## TEXT FOR ANALYSIS
Personal information
- Nickname: The Cosmic Puncher
- Nationality: American
- Born: Jay L. Nova March 16, 1913 Los Angeles, California
- Died: September 29, 1991 (aged 78) Sacramento, California
- Weight: Heavyweight

Boxing career
- Stance: Orthodox

Boxing record
- Total fights: 63
- Wins: 49
- Win by KO: 31
- Losses: 9
- Draws: 5

= Lou Nova =

American boxer (1913–1991)

Lou Nova (March 16, 1913 - September 29, 1991) also called the Cosmic Puncher was an American boxer and actor. Born in Los Angeles, California, the 6 ft 3+1/2 in Nova was the U.S. and World Amateur Boxing Champion in 1935. After turning pro, he remained undefeated in his first 22 matches, and won 40 fights in total. He was the first top rated boxer to practice yoga, and reportedly did headstands in the dressing room before his title bout with Joe Louis.

==Boxing career==
In 1938, Nova gained an upset win over Britain's Tommy Farr in a 15-round decision. Nova had Farr near a knockout in the 14th round when Referee Eddie Josephs started counting as he lay in the ropes. However, Farr resumed the fight after the count reached two. Both men were in a state of exhaustion in the last round. This fight put Nova on the American boxing map as a potential heavyweight title contender.

He went on to defeat Max Baer in the first televised heavyweight prizefight June 1, 1939, on WNBT-TV in New York. The left side of Baer's face was battered out of shape after ten rounds of the most excruciating fighting he had ever undergone, and was bleeding so severely from a severe laceration of the lower lip he could hardly breathe when the referee stopped the bout. Nova beat Baer again in 1941, although Nova was knocked down for a brief one count in the 4th from a Baer right hand. Baer was subsequently knocked down by a right for a nine count. After he got up he was knocked down again by a right hand. Referee Donovan stopped the bout when the count was at two.

Nova was injured badly in a fight with Tony Galento and was treated at a hospital, almost losing an eye.

On September 29, 1941, he fought Joe Louis for the heavyweight title. Nova was knocked down once in the 6th round. Nova made a poor showing. According to Nat Fleischer (The Ring, December 1941, page 4) he didn't win a round and took a terrible beating in the sixth round. The end was somewhat controversial because the fight was stopped with just one second left in the round when Nova arose unsteadily from the knockdown.

Nova went on to box four more years, losing bouts to Lee Savold, Tami Mauriello, Lee Oma, and Joe Baksi.

## TASK ITEM A
In the Lou Nova article, retype the stretch from "On September 29, 1941, he" through "from the knockdown.".
## TASK ITEM B
According to the Lou Nova article, which television station broadcast his June 1, 1939 fight with Max Baer?

## INPUT DATA
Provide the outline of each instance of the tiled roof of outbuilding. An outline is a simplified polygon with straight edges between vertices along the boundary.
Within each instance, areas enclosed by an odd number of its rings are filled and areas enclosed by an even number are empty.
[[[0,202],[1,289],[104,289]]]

## WRITTEN SOLUTION A
On September 29, 1941, he fought Joe Louis for the heavyweight title. Nova was knocked down once in the 6th round. Nova made a poor showing. According to Nat Fleischer (The Ring, December 1941, page 4) he didn't win a round and took a terrible beating in the sixth round. The end was somewhat controversial because the fight was stopped with just one second left in the round when Nova arose unsteadily from the knockdown.

## WRITTEN SOLUTION B
WNBT-TV in New York.